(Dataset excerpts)
········
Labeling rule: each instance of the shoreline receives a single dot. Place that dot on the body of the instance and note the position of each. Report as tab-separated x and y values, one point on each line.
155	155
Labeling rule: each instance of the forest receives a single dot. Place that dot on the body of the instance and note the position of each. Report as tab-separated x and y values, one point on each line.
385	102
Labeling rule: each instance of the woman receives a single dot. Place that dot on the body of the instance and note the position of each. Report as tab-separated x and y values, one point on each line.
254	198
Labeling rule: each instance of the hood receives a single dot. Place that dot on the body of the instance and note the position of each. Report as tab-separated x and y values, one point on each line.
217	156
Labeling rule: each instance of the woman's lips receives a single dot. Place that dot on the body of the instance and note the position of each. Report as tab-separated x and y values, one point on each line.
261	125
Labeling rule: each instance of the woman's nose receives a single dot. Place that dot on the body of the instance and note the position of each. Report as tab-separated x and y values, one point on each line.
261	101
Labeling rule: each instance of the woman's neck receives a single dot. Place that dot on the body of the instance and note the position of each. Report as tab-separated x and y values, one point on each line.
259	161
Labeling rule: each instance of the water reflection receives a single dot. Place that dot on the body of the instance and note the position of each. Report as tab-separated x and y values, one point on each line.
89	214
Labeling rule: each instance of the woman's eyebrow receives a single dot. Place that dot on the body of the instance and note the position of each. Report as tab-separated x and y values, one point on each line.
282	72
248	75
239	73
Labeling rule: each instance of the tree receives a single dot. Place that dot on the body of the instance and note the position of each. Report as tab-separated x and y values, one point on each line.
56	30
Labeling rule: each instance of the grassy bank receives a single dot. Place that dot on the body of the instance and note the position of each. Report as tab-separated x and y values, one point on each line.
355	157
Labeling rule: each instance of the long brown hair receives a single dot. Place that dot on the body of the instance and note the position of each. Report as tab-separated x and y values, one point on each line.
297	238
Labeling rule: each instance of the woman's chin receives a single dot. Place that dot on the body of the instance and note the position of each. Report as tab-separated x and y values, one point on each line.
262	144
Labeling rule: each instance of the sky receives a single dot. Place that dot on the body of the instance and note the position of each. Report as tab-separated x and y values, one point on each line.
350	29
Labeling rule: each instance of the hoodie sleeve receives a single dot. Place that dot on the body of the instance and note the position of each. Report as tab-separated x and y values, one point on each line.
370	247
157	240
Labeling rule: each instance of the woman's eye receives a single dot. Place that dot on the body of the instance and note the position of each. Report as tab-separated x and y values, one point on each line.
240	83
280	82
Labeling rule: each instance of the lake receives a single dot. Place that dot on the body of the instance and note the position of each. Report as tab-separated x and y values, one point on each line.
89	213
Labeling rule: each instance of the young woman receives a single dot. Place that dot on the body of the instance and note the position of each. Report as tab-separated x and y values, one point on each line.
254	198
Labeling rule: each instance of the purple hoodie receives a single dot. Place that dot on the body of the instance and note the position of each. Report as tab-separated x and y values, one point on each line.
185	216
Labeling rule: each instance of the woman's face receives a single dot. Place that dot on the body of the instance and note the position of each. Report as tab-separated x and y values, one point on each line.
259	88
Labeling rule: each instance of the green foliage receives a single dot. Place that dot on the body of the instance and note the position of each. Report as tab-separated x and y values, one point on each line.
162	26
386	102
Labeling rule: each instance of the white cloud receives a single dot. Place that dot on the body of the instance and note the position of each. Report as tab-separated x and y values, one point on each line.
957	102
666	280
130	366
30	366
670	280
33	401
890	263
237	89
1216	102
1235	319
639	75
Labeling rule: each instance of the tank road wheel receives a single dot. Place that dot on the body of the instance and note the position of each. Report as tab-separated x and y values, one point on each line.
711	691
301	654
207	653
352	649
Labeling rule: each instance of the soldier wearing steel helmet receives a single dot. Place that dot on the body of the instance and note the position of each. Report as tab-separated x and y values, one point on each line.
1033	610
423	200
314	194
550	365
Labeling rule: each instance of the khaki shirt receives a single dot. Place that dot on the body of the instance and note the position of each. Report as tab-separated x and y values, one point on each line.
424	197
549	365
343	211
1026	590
········
Aim of the task — Please return the data above exactly as given.

Answer to the exercise —
Labeling rule: each instance of the shoreline receives a single dot. Place that dot on the body of the instance and note the position of each. Report as tab-separated x and y values, one point on each line.
155	155
Labeling rule: each instance of the forest receives a single dot. Place that dot on the body of the instance and note the position of each. Report as tab-separated x and y values, one point on each line.
385	102
Labeling rule: each instance of the woman receives a single dot. Place that dot on the body of the instance and note the position of each. Report as tab-separated x and y values, one point on each line.
254	198
Labeling rule: each instance of the hood receives a single dot. Place that dot on the body of the instance and note the position of each. Report as tab-separated x and y values, one point on each line.
217	156
Labeling rule: each instance of the woman's lips receives a single dot. Place that dot on the body of the instance and note the position of each. Report as tab-separated x and y values, one point on each line.
261	125
Labeling rule: each instance of the woman's nose receives a single dot. Place that dot on the body of the instance and note the position of each. Report as tab-separated x and y values, one point on each line.
261	101
Labeling rule: each instance of the woman's neck receives a single dot. Place that dot on the body of the instance and note the position of each. Report as tab-separated x and y values, one point on each line.
259	161
Labeling rule: each instance of the water reflection receives a single dot. Place that dot on the body of the instance and note the position of each. Report as tab-separated x and y values, one point on each line.
89	214
Labeling rule: each instance of the woman's eyebrow receives a single dot. Place that dot on the body of the instance and note the position of each. Report as tab-separated x and y values, one point on each line.
282	72
248	75
239	73
Labeling rule: each instance of the tree receives a single dot. Place that dot on the body of the instance and note the position of each. Report as tab-separated x and y values, one point on each line.
56	30
Labeling rule: each instance of the grassy bank receives a single dot. Place that dot on the body of the instance and note the position of each. Report as tab-separated x and y values, one point on each line.
355	157
Labeling rule: each instance of the long brown hair receives a single dot. Place that dot on the body of the instance and note the position of each. Report as tab-separated x and y values, one point on each line.
297	238
Labeling rule: each instance of the woman's chin receives a single dot. Place that dot on the body of the instance and note the position of each. Report as tab-separated x and y values, one point on each line.
262	144
Labeling rule: each instance of the sky receives a single dot. Place that dot on the body of the instance and note the position of each. Report as tab-separated x and y values, one point on each line.
350	29
Labeling rule: each instance of the hoodie sleeve receives a single dot. Place that dot on the body of the instance and note the position of each. Report as tab-separated x and y values, one point on each line.
370	247
157	240
Labeling rule: each instance of the woman's eye receives a single dot. Place that dot on the body of the instance and note the position of each. Report as tab-separated x and y values, one point on each line.
240	83
280	82
Labeling rule: each instance of the lake receives a single dot. Place that dot on the body of the instance and note the position of each. Report as tab-separated x and y values, one point on each line.
89	213
Labeling rule: each instance of the young woman receives a single dot. Place that dot on the body of the instance and note the position of each. Report as tab-separated x and y values, one point on each line.
254	198
Labeling rule: each instance of the purple hoodie receives a single dot. Place that dot on the body of the instance and note the position of each. Report as tab-separated x and y values, one point on each line.
185	216
Labeling rule: each instance of the woman's face receives a single dot. Place that dot on the body of the instance and note the position of each. Report as tab-separated x and y values, one point on each line.
259	88
Labeling rule: each instance of the green foliage receives a single dot. Place that dot on the body of the instance and note the position of each. Report as tab-separated x and y values, one point on each line.
162	26
386	102
Labeling rule: each instance of the white cloud receives a single dot. Place that dot on the body of the instance and note the position of each. Report as tab-separated x and y values, one point on each line.
957	102
666	280
130	366
30	366
670	280
33	401
890	263
237	89
1216	102
1235	319
639	75
Labeling rule: each instance of the tank road wheel receives a single dot. Place that dot on the body of the instance and note the position of each. Report as tab-separated x and y values, one point on each line.
711	691
301	654
207	653
352	649
Labeling rule: each instance of the soldier wearing steel helmet receives a single dot. Place that dot on the body of the instance and note the position of each. Report as tab-separated x and y values, one point on each line.
1033	610
423	200
314	194
550	365
Labeling rule: each instance of the khaki shirt receives a single dot. Place that dot on the body of the instance and note the position of each. Report as tab-separated x and y values, one point on each line.
424	197
549	365
343	211
1026	590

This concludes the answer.